Nadie nace odiando a otra persona por el color de su piel, o su origen, o su religión. La gente tiene que aprender a odiar, y si ellos pueden aprender a odiar, también se les puede enseñar a amar, el amor llega más naturalmente al corazón humano que su contrario.
Nelson Mandela
Llámenme ingenuo. Pero no me gustan las etiquetas, ni las clasificaciones. Me da la sensación de que esconden algo. Y además, me obligan a elegir. En muchas ocasiones, entre dos o más opciones, que ni siquiera veo.
Pero es una realidad. No nos engañemos. El ser humano, en su mediocridad, siente la necesidad de autoclasificarse, de ponerse etiquetas que le cataloguen en su profesión, en su ideología, en sus aficiones…
No se cual es el motivo que subyace a esta insuficiencia. Pero si puedo asegurar que en mi desempeño profesional no me sirve de mucho. En un mundo en que todos tenemos acceso a la información, cuando alguien entra en la consulta y ya se ha etiquetado como depresivo, ansioso o bipolar, el tiempo que debo dedicar a averiguar como ha llegado a esa conclusión es tiempo estéril. Puede que me digan que siempre es mejor empezar por algo, que es una forma de comunicación. Pero, que quieren que les diga, prefiero quien viene a pedir ayuda con un simple “no me encuentro bien”.
Esto es lo que veo a mí alrededor. La necesidad de que tomes partido, de que encorsetes tus ideas en un partido político, tus creencias en una religión o tus miedos en una enfermedad mental.
Parece como si hacerlo consiguiese que fueras más identificable, que dejases de ser una supuesta amenaza. Pero no. En mi caso no va a ser así.
Los males que generan en las relaciones humanas, y en la salud mental de las personas, estas clasificaciones o etiquetas, son innumerables. Las vivo todos los días. Alguien que se acerca y te dice que no cree en si mismo y descubres que está intentando encajar en un molde que le han impuesto, u otra persona que no entiende que nadie deba “tolerar” sus preferencias sexuales, pueden ser varios de esos ejemplos que les cuento.
Al final descubres la inmensa necesidad que tenemos todos de aceptación, pero de la equivocada. Queremos que nos acepten los demás sin entender que para eso hay que empezar aceptándonos a nosotros mismos.
En definitiva, es imposible que ames a nadie si no te amas a ti mismo. O dicho de otra forma, si no sabes lo que puedes dar es muy difícil saber lo que necesitas.

◆ **OBJETIVO DEL EJERCICIO**
Resume en menos palabras el párrafo del texto sobre las etiquetas que comienza con «No se cual es el motivo», sin perder sus datos principales.

◆ **MATERIAL DE ESTUDIO**
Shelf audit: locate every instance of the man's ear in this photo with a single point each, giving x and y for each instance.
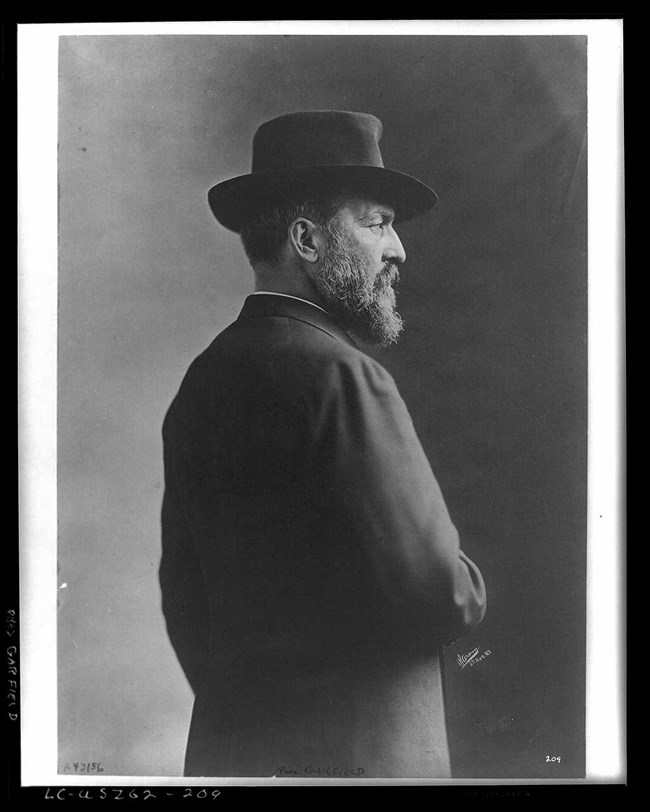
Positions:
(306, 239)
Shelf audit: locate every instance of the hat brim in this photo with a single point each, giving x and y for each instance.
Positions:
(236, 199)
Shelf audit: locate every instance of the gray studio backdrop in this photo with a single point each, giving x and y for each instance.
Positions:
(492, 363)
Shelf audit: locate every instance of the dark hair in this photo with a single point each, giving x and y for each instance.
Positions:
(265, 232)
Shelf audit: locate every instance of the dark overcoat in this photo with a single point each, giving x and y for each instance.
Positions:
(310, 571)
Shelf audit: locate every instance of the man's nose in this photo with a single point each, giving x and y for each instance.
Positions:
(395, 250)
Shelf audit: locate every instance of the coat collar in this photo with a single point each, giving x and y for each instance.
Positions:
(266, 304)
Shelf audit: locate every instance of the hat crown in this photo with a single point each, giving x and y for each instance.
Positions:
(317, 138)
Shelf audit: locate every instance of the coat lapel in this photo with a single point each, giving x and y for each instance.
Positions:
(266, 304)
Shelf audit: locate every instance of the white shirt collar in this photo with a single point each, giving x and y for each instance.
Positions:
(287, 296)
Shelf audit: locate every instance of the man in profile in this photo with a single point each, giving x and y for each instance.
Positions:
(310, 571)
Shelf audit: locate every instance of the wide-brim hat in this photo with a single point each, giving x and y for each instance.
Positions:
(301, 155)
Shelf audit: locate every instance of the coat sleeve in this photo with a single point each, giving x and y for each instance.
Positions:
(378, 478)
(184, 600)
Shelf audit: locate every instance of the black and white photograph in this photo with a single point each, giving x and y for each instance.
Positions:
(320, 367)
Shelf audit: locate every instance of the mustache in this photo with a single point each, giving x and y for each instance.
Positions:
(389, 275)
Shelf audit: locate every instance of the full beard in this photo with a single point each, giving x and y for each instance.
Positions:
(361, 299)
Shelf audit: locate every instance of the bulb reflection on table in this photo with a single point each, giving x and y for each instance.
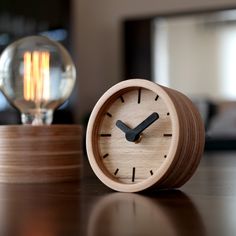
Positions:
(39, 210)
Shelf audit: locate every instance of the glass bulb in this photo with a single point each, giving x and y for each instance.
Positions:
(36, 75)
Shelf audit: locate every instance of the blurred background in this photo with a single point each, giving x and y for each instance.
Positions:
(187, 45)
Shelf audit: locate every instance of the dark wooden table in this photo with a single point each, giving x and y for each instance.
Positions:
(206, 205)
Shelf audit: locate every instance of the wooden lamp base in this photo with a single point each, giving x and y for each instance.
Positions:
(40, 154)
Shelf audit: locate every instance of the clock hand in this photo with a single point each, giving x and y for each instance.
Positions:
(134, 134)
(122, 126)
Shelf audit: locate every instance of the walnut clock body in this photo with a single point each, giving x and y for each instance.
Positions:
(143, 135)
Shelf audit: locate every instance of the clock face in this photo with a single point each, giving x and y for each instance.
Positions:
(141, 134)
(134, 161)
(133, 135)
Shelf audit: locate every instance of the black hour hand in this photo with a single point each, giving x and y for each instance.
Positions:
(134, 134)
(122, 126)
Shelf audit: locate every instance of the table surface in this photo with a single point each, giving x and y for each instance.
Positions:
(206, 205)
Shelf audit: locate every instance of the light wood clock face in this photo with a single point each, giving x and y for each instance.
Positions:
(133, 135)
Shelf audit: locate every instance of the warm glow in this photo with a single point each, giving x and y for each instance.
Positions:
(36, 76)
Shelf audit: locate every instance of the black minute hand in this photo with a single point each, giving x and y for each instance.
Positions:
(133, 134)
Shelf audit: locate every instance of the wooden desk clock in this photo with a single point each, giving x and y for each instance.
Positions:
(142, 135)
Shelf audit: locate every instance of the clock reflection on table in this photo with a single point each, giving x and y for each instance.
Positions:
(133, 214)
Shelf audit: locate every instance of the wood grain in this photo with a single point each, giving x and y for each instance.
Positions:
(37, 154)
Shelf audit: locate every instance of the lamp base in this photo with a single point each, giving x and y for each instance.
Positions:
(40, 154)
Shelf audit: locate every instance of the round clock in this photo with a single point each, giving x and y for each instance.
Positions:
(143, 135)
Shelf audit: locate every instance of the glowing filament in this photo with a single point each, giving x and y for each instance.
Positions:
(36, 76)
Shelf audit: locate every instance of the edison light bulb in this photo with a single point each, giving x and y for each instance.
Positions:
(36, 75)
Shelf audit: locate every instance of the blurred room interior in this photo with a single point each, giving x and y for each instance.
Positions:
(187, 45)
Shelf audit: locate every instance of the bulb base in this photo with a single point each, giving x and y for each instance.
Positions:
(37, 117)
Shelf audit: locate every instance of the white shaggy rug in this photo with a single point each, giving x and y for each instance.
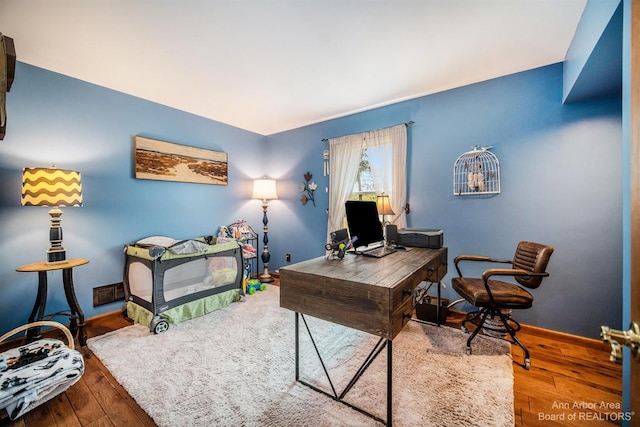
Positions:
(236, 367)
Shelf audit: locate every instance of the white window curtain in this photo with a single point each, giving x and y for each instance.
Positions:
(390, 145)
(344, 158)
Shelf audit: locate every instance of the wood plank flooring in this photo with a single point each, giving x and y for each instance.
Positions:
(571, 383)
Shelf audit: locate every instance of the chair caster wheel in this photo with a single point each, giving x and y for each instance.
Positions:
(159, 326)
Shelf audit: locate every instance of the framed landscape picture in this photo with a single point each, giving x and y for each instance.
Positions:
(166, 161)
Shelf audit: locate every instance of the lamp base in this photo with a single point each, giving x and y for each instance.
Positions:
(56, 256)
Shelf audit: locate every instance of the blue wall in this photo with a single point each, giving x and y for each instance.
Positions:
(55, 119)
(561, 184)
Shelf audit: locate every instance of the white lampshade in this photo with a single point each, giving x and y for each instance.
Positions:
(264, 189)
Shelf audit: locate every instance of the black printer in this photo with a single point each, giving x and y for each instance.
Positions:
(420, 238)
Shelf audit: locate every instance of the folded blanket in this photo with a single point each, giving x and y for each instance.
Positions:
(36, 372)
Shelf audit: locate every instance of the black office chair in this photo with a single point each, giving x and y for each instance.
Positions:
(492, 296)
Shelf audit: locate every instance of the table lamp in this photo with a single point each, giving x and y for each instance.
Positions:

◆ **SOLUCIÓN PROPUESTA**
Desconozco el motivo de esta insuficiencia, pero en mi trabajo no me sirve de mucho. Hoy todos tenemos acceso a la información, y cuando alguien llega a la consulta ya etiquetado como depresivo, ansioso o bipolar, el tiempo que dedico a averiguar cómo llegó a esa conclusión es estéril. Aunque se diga que siempre es mejor empezar por algo y que es una forma de comunicación, prefiero a quien pide ayuda con un simple «no me encuentro bien».